** Begin Quoted text **

At that point, the union went to court. On August 14, 2017, it filed a complaint seeking to compel arbitration of the wage reopener issues. Compl. And on November 6, 2017, while the case was pending, the parties settled the grievance that Liberty had cited as the reason for putting negotiations on hold in July. Decl. of Counsel William G. Miossi in Supp. of Def.'s Opp. [Dkt. # 9-1] ("Miossi Decl."); Ex. A to Miossi Decl.; Def.'s Opp. at 6.
On November 8, 2017, then, Liberty notified MEBA that it was prepared to restart the wage reopener negotiations. Ex. A to Miossi Decl. [Dkt. # 9-1]. But MEBA refused to continue negotiations, see Ex. B to Miossi Decl. [Dkt. # 9-1]; Ex. C to Miossi Decl. [Dkt. # 9-1]; Ex. D to Miossi Decl. [Dkt. # 9-1], explaining that "[t]he fact that [Liberty] is now willing to bargain does nothing to absolve its conduct that has placed the parties in this situation." Pl.'s Reply in Supp. of Pl.'s Mot. [Dkt. # 11] ("Pl.'s Reply") at 4.

** End Quoted text **
** Begin Entries supplied **

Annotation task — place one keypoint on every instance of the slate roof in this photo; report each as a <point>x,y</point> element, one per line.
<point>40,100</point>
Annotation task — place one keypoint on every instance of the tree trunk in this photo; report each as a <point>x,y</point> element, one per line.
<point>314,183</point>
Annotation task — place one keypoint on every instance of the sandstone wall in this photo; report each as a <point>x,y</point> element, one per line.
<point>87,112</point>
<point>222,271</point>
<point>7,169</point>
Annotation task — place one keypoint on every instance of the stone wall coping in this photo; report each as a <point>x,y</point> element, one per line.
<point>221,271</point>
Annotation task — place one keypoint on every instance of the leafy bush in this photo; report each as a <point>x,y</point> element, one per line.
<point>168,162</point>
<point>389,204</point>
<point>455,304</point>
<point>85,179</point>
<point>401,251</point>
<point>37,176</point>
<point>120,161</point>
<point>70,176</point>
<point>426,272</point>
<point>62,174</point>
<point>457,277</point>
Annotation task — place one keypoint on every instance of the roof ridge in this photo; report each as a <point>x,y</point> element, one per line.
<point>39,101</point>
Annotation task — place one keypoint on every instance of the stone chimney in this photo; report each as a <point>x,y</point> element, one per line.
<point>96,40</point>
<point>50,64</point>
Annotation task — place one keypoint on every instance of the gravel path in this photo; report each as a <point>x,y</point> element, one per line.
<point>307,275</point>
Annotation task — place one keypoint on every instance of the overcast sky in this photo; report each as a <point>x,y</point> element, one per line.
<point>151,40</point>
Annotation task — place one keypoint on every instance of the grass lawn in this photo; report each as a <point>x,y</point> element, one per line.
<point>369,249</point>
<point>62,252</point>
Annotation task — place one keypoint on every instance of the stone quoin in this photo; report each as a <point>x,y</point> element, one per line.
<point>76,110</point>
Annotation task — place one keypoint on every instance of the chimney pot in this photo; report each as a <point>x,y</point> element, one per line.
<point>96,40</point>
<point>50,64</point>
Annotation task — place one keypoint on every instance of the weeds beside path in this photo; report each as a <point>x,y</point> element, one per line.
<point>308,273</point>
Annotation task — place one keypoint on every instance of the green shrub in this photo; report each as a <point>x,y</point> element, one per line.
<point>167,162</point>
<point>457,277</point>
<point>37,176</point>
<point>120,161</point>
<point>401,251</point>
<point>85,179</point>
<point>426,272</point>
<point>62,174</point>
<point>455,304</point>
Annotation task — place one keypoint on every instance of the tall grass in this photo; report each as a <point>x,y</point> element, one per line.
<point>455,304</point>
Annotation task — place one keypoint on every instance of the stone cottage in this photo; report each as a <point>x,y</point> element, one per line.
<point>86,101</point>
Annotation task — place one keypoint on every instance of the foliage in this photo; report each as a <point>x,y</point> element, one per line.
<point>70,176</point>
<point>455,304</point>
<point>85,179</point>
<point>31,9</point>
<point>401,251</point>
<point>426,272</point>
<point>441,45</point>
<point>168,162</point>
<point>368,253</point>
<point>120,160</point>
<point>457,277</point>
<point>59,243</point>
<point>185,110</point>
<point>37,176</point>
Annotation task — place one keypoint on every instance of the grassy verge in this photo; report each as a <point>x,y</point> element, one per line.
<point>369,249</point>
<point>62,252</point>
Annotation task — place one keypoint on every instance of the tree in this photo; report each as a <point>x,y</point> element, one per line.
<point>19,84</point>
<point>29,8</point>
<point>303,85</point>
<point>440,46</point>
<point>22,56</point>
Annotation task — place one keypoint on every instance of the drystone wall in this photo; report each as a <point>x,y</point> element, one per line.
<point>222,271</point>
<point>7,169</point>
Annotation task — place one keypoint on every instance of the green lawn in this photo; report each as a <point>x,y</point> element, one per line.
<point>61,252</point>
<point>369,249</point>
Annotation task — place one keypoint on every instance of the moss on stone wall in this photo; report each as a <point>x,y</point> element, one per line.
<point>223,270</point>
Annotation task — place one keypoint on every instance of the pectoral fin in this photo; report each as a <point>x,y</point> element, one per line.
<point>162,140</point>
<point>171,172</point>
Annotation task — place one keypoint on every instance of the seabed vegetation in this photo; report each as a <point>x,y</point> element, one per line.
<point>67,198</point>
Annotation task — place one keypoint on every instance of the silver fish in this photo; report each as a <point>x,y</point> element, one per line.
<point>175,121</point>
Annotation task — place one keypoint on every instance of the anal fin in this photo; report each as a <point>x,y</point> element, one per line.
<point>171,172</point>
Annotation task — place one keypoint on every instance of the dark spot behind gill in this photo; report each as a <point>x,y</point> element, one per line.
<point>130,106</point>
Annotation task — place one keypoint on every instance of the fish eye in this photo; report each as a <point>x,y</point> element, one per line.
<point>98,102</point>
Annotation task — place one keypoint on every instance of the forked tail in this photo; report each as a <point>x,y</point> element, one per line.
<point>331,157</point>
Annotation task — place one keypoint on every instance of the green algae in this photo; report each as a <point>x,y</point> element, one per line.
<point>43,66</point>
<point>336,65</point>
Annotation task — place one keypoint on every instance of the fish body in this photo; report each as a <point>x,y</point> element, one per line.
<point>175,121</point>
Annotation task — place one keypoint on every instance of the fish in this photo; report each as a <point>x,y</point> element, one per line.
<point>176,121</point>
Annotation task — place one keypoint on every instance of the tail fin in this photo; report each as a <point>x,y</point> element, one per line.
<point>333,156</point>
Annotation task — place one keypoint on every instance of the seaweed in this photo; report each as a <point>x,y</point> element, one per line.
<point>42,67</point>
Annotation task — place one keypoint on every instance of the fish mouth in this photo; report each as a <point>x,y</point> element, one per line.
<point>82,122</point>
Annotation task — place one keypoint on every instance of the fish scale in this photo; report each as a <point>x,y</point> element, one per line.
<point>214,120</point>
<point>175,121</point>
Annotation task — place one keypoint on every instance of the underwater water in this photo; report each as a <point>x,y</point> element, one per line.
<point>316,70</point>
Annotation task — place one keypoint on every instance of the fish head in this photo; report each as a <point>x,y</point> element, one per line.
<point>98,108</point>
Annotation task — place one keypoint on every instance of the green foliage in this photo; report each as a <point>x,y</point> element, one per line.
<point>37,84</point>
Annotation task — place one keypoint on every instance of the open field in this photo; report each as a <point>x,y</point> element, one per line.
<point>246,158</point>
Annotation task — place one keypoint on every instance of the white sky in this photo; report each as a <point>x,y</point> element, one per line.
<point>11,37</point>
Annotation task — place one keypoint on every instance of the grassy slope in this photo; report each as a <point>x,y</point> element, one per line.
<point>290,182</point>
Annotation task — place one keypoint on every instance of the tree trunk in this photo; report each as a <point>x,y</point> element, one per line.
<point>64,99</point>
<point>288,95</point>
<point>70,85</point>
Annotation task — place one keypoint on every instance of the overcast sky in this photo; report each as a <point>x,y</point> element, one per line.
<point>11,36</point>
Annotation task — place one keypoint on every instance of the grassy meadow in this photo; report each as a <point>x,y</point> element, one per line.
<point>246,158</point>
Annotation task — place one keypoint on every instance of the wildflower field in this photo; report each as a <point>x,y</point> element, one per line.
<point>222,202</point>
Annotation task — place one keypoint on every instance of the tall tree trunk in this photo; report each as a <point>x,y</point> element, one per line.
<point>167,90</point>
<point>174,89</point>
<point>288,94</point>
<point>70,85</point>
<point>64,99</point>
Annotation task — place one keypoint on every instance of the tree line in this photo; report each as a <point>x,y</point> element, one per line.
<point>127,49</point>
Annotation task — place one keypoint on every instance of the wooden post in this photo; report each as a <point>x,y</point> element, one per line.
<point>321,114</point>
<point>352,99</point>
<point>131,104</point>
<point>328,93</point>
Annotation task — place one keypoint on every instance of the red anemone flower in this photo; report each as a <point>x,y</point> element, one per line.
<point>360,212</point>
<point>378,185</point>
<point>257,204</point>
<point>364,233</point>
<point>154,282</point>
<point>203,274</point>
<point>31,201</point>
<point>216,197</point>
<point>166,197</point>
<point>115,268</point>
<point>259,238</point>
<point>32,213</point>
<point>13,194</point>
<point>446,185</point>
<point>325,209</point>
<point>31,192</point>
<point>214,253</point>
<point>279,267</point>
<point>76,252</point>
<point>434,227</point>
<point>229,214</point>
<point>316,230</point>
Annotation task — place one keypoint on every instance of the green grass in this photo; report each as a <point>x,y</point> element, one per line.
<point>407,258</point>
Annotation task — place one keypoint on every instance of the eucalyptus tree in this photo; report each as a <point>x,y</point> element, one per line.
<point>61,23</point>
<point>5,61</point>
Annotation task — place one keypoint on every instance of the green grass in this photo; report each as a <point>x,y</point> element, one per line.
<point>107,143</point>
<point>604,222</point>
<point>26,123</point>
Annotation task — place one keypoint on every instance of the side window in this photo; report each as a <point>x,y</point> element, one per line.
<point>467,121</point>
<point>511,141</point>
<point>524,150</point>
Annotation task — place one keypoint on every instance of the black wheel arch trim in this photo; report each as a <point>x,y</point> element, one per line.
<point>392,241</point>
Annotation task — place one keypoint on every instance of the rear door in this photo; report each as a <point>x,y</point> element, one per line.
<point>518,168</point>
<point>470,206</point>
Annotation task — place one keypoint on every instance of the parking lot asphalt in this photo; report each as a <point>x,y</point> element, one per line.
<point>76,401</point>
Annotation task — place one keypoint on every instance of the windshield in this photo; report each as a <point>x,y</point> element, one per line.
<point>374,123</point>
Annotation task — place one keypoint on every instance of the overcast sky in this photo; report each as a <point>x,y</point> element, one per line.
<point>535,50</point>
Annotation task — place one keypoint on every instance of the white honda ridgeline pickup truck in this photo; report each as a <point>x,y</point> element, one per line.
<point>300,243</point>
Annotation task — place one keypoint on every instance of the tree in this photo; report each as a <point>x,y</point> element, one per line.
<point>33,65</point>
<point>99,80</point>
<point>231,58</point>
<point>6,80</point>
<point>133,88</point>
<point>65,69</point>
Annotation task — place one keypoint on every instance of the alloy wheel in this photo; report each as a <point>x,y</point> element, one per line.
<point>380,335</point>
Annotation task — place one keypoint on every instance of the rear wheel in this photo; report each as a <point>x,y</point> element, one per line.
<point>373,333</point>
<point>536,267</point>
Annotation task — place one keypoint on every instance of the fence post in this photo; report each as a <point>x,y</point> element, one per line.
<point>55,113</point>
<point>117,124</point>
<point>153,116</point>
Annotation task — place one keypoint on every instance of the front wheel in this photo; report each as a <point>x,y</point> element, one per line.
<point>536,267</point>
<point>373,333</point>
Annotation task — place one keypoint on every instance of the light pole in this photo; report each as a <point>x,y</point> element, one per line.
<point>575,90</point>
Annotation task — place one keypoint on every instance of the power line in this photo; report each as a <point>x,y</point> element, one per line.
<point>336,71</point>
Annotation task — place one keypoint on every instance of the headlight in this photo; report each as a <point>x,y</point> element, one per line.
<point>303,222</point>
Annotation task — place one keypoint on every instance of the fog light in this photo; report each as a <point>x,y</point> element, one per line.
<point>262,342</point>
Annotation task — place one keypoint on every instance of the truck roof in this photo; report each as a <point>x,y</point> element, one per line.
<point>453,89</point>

** End Entries supplied **

#### [Given problem]
Reproduce word for word the part of the passage on the wage reopener dispute that runs from "At that point, the" up to and including "Def.'s Opp. at 6.".

#### [Task result]
At that point, the union went to court. On August 14, 2017, it filed a complaint seeking to compel arbitration of the wage reopener issues. Compl. And on November 6, 2017, while the case was pending, the parties settled the grievance that Liberty had cited as the reason for putting negotiations on hold in July. Decl. of Counsel William G. Miossi in Supp. of Def.'s Opp. [Dkt. # 9-1] ("Miossi Decl."); Ex. A to Miossi Decl.; Def.'s Opp. at 6.